◆ What the exercise asks ◆
Would you please set down the lines of the data from the one containing "Annotate the concrete" to the final line, exactly and only those?

· · · · · · ·

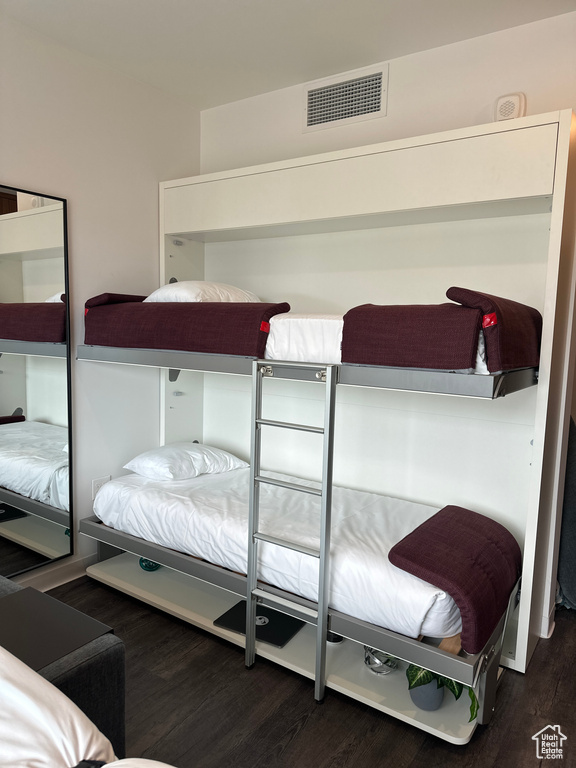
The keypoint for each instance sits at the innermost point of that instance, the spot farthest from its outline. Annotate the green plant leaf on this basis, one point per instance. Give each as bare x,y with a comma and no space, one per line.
418,676
453,686
473,704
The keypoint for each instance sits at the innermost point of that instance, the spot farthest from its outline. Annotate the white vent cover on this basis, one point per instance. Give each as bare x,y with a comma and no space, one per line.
359,95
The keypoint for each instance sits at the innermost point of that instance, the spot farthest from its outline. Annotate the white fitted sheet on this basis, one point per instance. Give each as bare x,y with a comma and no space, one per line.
34,462
305,338
208,517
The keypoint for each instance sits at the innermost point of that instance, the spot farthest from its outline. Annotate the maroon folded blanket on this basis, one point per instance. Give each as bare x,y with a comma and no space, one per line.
11,419
33,322
443,336
225,328
471,557
512,331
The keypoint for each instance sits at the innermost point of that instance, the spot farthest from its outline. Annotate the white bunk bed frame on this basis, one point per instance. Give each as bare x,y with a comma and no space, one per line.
512,168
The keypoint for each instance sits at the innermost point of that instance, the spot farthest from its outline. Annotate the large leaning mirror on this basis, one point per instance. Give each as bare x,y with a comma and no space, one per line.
35,425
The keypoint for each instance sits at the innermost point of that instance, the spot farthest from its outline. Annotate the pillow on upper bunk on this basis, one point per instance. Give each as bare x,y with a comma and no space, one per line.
200,290
182,461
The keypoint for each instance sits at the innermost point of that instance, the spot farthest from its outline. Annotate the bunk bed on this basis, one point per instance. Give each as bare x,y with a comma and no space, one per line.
34,490
477,334
206,517
501,181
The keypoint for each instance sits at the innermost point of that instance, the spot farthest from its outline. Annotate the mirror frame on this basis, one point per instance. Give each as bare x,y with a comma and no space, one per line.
68,355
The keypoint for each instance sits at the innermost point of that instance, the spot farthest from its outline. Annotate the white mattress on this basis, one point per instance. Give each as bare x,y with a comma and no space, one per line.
34,461
318,339
305,338
207,517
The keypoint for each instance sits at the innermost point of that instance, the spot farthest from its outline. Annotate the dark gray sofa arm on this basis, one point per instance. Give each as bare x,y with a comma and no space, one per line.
93,677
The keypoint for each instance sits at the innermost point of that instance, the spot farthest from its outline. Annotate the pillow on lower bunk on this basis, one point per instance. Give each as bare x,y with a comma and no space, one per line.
200,290
182,461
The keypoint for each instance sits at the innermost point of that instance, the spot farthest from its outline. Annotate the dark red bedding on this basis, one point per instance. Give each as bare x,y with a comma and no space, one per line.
473,558
225,328
444,336
44,322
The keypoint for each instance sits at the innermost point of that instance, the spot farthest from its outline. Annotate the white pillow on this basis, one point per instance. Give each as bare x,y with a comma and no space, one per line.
181,461
200,290
39,725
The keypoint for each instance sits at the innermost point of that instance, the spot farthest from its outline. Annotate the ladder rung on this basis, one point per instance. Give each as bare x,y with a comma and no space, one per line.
290,425
291,486
295,609
288,544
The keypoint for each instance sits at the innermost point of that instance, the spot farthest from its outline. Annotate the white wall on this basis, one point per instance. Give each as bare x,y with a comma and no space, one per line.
449,87
74,129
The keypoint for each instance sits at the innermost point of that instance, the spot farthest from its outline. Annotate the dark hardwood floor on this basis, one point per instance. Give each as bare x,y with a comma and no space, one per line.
192,703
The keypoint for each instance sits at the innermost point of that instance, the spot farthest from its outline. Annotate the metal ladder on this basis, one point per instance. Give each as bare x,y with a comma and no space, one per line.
254,594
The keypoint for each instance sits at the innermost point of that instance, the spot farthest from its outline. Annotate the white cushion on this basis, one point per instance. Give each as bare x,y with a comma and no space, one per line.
181,461
39,726
200,290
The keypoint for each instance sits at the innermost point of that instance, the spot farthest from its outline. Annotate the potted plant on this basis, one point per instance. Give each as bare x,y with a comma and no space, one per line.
418,677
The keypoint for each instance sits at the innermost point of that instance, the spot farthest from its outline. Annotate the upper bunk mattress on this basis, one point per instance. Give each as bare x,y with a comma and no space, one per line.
207,517
223,328
41,322
34,461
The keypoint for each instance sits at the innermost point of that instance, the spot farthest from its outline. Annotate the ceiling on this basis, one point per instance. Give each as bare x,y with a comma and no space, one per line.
214,52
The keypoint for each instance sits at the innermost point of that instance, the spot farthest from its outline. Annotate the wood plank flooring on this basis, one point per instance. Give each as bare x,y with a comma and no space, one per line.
191,703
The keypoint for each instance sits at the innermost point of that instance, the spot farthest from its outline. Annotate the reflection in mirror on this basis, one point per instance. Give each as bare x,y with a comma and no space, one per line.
35,475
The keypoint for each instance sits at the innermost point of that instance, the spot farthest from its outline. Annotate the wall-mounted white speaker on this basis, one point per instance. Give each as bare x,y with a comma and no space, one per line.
509,106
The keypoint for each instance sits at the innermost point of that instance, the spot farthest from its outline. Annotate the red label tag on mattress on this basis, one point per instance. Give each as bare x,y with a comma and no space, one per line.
489,320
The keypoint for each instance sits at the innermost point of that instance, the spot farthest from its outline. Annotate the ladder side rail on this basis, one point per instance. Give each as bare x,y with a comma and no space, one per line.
325,530
253,517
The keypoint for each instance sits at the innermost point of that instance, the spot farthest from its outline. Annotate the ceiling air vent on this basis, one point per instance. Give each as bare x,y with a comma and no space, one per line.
346,99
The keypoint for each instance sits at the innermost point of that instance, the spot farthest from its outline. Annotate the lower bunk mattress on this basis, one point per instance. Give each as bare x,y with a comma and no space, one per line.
207,517
34,461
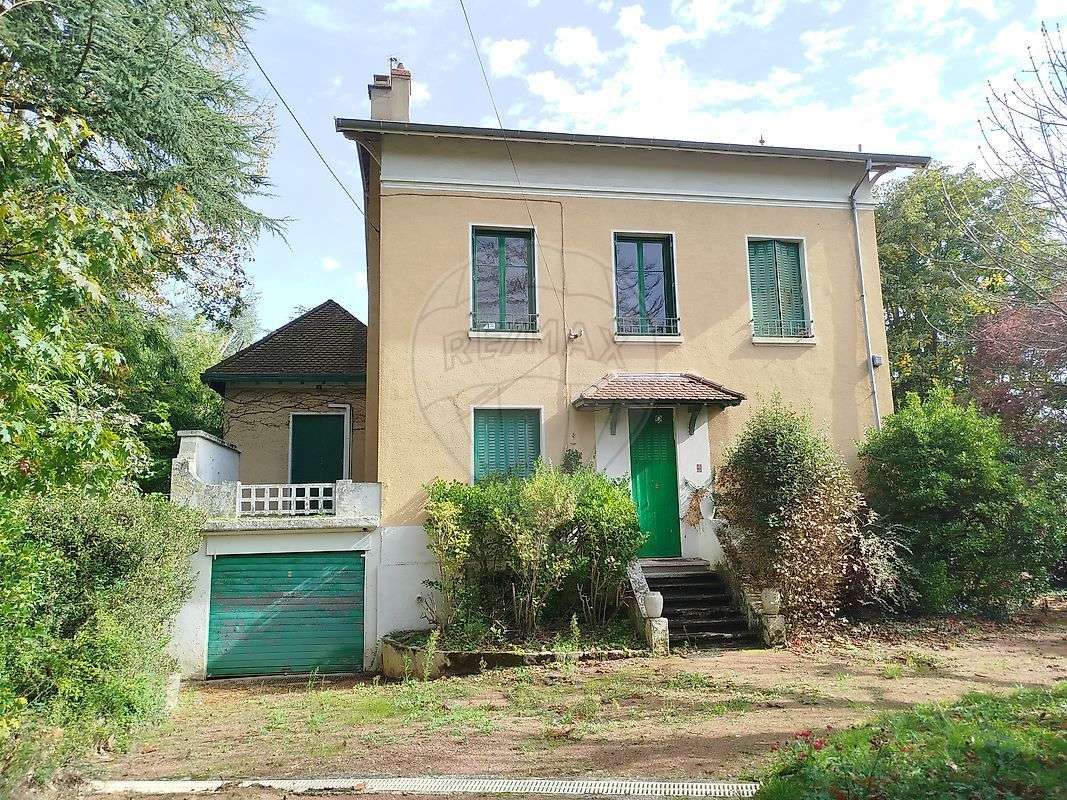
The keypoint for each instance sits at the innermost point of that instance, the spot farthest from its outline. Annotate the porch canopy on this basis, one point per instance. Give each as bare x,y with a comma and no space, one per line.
618,389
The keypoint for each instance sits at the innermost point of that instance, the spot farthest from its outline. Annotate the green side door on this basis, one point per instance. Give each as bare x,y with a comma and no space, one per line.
288,612
654,480
317,448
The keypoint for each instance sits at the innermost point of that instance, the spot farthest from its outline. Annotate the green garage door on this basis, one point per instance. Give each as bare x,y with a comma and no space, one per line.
286,612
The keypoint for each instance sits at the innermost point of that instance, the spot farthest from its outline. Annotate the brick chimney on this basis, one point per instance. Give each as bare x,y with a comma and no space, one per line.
391,94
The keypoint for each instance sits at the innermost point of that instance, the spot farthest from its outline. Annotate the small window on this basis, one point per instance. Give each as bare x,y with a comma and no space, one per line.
645,286
776,276
506,442
504,292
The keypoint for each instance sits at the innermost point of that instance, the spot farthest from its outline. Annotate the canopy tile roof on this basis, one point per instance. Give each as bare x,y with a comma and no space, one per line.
325,344
658,388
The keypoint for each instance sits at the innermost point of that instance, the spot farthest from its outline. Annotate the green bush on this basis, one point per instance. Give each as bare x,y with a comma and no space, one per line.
91,585
985,746
512,549
981,537
792,506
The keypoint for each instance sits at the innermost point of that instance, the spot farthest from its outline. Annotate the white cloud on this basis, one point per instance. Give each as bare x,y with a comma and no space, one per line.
1048,10
721,16
506,56
409,4
321,16
419,94
576,47
1010,44
818,44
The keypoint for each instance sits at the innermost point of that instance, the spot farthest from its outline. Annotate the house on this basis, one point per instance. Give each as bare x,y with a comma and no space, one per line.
529,293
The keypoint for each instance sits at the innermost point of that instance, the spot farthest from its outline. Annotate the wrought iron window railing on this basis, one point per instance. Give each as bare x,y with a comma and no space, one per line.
783,329
511,323
646,326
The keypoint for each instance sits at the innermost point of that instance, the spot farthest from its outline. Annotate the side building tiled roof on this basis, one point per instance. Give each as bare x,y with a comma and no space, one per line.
663,388
327,344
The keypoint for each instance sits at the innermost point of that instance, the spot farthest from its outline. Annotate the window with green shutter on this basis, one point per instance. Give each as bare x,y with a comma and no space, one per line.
645,286
506,441
776,275
503,288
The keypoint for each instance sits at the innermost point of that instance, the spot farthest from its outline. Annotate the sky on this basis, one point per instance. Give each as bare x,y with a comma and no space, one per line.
893,76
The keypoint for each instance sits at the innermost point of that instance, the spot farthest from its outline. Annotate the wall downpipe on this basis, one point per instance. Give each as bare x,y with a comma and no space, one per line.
863,304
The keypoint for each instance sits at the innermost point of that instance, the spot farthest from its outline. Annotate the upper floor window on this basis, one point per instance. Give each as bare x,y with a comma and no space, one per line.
776,275
645,286
506,442
503,281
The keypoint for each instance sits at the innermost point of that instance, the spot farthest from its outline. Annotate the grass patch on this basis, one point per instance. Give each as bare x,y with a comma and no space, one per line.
985,746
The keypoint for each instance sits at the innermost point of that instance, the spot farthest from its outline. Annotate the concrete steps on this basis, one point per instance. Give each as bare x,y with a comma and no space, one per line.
697,604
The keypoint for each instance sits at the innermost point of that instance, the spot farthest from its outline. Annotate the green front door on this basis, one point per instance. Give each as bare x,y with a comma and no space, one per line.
285,612
317,448
654,480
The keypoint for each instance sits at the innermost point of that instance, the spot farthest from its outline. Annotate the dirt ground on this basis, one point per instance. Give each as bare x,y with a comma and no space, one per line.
706,715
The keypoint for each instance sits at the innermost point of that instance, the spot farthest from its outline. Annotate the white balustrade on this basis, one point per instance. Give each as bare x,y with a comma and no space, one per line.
285,499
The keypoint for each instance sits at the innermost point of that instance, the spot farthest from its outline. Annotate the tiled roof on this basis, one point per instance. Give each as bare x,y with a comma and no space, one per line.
663,388
324,344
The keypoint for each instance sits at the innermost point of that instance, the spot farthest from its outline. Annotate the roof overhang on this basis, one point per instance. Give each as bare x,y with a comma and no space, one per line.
655,389
369,128
218,381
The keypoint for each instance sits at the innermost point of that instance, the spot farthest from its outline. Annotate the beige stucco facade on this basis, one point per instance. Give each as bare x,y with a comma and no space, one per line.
257,419
430,373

· · · · · · ·

◆ Answer space ◆
The keypoint for each instance sits at the innermost point of that instance, the spot farthest from its outline. Annotate the concrete steps on this basis, one point per instance. Give each as bare x,y with a comma and no space, one per line.
697,604
The keypoint for each instance sits at the innermost point of that instance, the spot farthest from its outline. Annotate the green front door on this basis, one point per instance. Give each as bare x,y with a comma and no space, one per line.
285,612
317,448
654,480
The keypoint for each instance sits at the innermost point of that instance, the spot farthest from its outline. Annotate the dirt ground on this basis, one point per instance. Give each as bare x,y with a comma and no space, one per line.
706,715
The keypoint for each instance sits at the innermost point of that instance, the spot farthest from its outline. Annotate the white balustrade on this basis, one point per instance. Give each as bare x,y with a comma and no space, one per line.
285,499
The keypoint for each instance sits at the innermost point of that instance, the spot farthest from its outline. Annotate the tiled roof on this basis, one point per instance. Give each as bare x,y with a comma and no space, one per line.
663,388
324,344
The keypoint for each instance sits at the innermost point of that instance, the spot farthest from its outline. Annotate the roof overhang on this basis, one point per instance. Give each as bare x,y with a comma and no space, one per line.
655,389
369,128
218,381
The keypoint for each instance sits at the innermost point of that instance, the spot farthest from its outline. Annotate the beige stucco facade on this basis, one point per instance. Give each as bare x,y with a comma and no space, one per line.
257,419
430,373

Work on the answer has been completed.